**WORK TO COMPLETE**:
Reproduce the records below exactly, but only between the lines holding "# test: pointer drops one pin on the bird's right" and "# test: pointer drops one pin on the yellow", inclusive.

**DATA FOR PROCESSING**:
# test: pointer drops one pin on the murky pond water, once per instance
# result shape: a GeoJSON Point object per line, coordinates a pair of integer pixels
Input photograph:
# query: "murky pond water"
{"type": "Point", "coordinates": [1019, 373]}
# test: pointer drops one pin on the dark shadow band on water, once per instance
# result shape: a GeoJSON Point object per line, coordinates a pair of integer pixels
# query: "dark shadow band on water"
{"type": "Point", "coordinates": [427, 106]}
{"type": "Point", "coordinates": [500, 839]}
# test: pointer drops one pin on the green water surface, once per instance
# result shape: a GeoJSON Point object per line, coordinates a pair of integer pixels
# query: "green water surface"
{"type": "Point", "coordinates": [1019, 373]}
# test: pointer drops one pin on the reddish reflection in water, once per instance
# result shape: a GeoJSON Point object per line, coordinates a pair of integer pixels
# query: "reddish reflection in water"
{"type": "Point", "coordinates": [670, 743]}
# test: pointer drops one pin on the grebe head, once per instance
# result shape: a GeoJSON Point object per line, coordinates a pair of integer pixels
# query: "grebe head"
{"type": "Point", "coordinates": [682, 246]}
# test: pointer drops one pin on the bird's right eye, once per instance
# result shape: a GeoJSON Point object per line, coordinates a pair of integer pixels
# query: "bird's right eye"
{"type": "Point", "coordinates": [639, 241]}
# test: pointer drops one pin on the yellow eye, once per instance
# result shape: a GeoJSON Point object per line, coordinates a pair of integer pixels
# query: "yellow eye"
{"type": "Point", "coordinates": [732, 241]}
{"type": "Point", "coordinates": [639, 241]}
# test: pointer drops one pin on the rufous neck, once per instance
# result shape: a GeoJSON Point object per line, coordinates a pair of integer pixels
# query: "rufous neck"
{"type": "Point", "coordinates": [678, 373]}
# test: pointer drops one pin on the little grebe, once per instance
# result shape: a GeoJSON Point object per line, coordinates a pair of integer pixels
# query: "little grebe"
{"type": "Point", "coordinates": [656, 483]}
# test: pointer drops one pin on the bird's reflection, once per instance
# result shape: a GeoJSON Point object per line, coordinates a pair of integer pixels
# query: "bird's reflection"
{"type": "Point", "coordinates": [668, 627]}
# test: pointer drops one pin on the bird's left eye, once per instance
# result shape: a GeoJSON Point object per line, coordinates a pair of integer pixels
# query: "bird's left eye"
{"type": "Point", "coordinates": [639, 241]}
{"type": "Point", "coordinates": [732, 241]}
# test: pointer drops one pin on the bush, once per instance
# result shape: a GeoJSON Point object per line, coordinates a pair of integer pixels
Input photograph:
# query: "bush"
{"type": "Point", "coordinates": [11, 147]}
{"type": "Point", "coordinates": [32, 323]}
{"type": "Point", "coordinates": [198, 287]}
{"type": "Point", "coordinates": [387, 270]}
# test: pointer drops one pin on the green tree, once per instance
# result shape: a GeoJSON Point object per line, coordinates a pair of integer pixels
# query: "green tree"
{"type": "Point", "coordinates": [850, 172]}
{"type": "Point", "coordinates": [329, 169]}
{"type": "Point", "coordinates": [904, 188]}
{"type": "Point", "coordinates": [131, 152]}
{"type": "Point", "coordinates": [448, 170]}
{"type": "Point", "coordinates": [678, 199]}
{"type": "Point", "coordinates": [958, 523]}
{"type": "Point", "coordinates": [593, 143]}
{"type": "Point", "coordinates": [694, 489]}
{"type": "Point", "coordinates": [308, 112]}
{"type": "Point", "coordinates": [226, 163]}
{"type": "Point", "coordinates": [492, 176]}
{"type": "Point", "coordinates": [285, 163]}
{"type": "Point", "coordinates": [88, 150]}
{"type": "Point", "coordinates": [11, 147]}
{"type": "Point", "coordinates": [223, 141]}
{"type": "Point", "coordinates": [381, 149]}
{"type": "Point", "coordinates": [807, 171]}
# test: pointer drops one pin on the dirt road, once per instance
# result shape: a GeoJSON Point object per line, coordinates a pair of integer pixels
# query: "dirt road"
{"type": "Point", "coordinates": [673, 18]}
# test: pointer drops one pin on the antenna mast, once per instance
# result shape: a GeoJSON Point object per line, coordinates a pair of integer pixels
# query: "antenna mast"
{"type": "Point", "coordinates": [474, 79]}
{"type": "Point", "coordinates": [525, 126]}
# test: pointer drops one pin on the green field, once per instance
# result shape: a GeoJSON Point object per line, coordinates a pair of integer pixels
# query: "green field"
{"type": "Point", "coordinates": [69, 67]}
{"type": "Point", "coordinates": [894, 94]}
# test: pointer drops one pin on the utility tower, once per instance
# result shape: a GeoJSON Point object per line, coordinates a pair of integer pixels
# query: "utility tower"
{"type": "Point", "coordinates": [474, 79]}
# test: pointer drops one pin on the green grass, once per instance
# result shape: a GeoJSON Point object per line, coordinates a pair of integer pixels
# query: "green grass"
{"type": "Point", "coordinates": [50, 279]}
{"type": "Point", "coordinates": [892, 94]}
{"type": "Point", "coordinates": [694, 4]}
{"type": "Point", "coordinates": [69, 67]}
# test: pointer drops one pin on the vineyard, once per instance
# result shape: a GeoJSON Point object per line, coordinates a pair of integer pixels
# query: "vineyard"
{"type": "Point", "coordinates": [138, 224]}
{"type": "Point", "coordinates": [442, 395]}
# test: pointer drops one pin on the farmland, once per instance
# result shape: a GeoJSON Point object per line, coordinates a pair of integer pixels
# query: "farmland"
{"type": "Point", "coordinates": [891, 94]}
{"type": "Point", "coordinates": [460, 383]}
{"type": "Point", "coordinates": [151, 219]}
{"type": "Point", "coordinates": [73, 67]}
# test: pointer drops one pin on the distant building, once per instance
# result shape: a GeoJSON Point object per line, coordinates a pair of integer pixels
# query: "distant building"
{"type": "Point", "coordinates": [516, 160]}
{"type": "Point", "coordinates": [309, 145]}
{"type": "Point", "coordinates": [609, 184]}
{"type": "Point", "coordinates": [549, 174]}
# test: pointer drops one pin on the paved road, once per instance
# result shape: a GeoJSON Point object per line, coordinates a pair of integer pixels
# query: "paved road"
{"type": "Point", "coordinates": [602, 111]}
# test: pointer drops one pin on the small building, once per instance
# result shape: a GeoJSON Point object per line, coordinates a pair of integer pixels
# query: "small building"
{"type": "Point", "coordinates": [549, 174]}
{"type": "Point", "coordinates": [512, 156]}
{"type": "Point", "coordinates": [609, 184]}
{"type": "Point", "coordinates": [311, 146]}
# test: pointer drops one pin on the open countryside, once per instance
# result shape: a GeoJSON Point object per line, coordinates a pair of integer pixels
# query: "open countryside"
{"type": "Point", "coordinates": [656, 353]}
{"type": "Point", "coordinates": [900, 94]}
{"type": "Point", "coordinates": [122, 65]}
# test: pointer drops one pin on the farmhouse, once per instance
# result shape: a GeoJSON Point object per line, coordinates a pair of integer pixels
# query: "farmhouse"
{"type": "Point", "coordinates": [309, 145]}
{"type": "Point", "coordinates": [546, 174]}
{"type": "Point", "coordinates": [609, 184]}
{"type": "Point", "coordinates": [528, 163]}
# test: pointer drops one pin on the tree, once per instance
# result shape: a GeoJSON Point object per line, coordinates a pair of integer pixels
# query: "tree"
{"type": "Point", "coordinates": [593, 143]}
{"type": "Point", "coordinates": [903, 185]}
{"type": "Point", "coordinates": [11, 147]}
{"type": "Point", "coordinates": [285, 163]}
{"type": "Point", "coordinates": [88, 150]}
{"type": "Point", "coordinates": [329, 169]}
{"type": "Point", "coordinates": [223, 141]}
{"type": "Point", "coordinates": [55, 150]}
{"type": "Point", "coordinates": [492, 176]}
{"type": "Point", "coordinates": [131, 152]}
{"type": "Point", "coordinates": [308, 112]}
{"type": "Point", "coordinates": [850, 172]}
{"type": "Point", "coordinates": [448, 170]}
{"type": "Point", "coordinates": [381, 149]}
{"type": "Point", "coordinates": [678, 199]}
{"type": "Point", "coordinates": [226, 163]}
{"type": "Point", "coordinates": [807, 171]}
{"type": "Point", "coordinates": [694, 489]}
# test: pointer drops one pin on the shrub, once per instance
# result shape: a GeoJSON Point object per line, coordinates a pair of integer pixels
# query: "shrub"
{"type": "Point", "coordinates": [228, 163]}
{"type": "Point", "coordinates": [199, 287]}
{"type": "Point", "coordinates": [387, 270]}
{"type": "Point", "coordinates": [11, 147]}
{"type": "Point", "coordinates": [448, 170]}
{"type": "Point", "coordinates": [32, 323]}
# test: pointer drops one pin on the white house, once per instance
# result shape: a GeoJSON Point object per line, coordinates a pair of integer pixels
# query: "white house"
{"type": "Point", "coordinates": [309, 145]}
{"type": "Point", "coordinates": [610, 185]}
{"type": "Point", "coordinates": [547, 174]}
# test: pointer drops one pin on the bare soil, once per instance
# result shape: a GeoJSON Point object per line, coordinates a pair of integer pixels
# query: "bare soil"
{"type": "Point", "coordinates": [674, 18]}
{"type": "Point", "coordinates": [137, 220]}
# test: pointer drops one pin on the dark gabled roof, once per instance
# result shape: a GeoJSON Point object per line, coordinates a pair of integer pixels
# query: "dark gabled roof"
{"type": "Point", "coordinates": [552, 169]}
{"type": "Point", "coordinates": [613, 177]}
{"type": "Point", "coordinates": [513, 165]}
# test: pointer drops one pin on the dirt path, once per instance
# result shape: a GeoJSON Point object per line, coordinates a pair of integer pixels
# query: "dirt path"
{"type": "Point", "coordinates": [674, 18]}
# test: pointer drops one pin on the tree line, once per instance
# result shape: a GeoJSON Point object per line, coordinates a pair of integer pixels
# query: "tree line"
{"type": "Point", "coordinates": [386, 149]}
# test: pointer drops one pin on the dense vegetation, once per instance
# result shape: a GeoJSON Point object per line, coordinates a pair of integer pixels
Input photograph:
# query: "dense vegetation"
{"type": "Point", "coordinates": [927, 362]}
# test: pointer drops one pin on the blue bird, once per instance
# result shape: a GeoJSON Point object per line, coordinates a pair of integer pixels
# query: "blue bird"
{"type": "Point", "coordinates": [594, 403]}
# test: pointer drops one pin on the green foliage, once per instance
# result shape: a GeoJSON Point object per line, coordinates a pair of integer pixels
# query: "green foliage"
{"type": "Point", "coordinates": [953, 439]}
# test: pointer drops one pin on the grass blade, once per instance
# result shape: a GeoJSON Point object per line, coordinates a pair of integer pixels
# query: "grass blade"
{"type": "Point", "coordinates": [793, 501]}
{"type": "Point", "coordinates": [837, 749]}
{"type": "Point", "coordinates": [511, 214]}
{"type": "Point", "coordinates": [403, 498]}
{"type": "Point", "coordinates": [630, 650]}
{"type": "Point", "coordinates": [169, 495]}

**SOLUTION TO THE EXERCISE**:
# test: pointer drops one pin on the bird's right eye, once per instance
# result shape: a GeoJSON Point object per line, coordinates a pair of integer pixels
# query: "bird's right eye"
{"type": "Point", "coordinates": [639, 241]}
# test: pointer drops one pin on the yellow eye, once per instance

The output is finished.